*WRITTEN TASK 1:* Lay out the stretch of the entries below from the line containing "Every instance of the ceiling fan light" through the line containing "[[398, 234], [313, 220]]" as a Markdown table with the columns Row and Line, numbering each row and leaving out blank lines.
=== PAGE TEXT ===
Barack Obama’s Rhetorical Sleight of Hand

Greg Mankiw points us to this rather ingenius political ju-jutsu on the part of President Obama.

Question: The American people have seen hundreds of billions of dollars spent already, and still the economy continues to free-fall. Beyond avoiding the national catastrophe that you’ve warned about, once all the legs of your stool are in place, how can the American people gauge whether or not your programs are working? Can they — should they be looking at the metric of the stock market, home foreclosures, unemployment? What metric should they use? When? And how will they know if it’s working, or whether or not we need to go to a plan B?

Answer: I think my initial measure of success is creating or saving 4 million jobs. That’s bottom line No. 1, because if people are working, then they’ve got enough confidence to make purchases, to make investments. Businesses start seeing that consumers are out there with a little more confidence, and they start making investments, which means they start hiring workers. So step No. 1, job creation.
=== INPUT ===
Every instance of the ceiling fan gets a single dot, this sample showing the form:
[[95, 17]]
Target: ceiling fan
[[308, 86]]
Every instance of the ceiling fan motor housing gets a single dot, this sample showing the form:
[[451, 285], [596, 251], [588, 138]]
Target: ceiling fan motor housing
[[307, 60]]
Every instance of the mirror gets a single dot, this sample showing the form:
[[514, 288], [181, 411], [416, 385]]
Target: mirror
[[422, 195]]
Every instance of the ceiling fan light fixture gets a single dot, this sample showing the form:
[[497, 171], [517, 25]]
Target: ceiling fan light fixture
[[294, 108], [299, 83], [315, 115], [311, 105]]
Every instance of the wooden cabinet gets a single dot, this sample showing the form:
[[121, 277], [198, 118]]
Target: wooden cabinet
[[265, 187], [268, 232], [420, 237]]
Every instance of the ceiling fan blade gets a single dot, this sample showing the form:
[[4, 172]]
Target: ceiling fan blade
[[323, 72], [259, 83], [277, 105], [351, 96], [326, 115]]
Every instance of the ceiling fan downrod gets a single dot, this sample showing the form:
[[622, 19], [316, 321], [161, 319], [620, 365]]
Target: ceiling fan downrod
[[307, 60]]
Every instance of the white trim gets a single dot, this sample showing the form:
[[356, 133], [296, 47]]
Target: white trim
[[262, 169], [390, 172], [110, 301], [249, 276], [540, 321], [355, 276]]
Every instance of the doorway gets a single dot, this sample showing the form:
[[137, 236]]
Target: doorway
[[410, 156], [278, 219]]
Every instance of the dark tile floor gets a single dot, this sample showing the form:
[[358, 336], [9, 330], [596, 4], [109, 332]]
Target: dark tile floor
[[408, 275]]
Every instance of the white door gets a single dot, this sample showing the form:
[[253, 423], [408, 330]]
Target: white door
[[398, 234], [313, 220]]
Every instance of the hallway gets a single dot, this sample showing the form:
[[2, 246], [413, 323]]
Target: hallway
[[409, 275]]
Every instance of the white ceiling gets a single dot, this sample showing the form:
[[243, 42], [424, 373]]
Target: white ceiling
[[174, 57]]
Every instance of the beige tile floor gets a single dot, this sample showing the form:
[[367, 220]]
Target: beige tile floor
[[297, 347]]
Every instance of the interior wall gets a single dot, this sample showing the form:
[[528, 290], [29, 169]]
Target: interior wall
===
*WRITTEN TASK 2:* Duplicate the stretch of the post on Obama's rhetoric above from "Answer: I think" through "1, job creation." word for word.

*CORRECT RESULT 1:*
| Row | Line |
|---|---|
| 1 | Every instance of the ceiling fan light fixture gets a single dot, this sample showing the form: |
| 2 | [[497, 171], [517, 25]] |
| 3 | Target: ceiling fan light fixture |
| 4 | [[294, 108], [299, 83], [315, 115], [311, 105]] |
| 5 | Every instance of the wooden cabinet gets a single dot, this sample showing the form: |
| 6 | [[121, 277], [198, 118]] |
| 7 | Target: wooden cabinet |
| 8 | [[265, 187], [268, 232], [420, 237]] |
| 9 | Every instance of the ceiling fan blade gets a single dot, this sample showing the form: |
| 10 | [[4, 172]] |
| 11 | Target: ceiling fan blade |
| 12 | [[323, 72], [259, 83], [277, 105], [351, 96], [326, 115]] |
| 13 | Every instance of the ceiling fan downrod gets a single dot, this sample showing the form: |
| 14 | [[622, 19], [316, 321], [161, 319], [620, 365]] |
| 15 | Target: ceiling fan downrod |
| 16 | [[307, 60]] |
| 17 | Every instance of the white trim gets a single dot, this sample showing the form: |
| 18 | [[356, 133], [296, 47]] |
| 19 | Target: white trim |
| 20 | [[262, 169], [390, 172], [110, 301], [249, 276], [540, 321], [355, 276]] |
| 21 | Every instance of the doorway gets a single dot, this sample showing the form: |
| 22 | [[137, 236]] |
| 23 | Target: doorway |
| 24 | [[410, 156], [278, 219]] |
| 25 | Every instance of the dark tile floor gets a single dot, this sample showing the form: |
| 26 | [[358, 336], [9, 330], [596, 4], [109, 332]] |
| 27 | Target: dark tile floor |
| 28 | [[408, 275]] |
| 29 | Every instance of the white door gets a single dot, this sample showing the form: |
| 30 | [[253, 423], [408, 330]] |
| 31 | Target: white door |
| 32 | [[398, 234], [313, 220]] |

*CORRECT RESULT 2:*
Answer: I think my initial measure of success is creating or saving 4 million jobs. That’s bottom line No. 1, because if people are working, then they’ve got enough confidence to make purchases, to make investments. Businesses start seeing that consumers are out there with a little more confidence, and they start making investments, which means they start hiring workers. So step No. 1, job creation.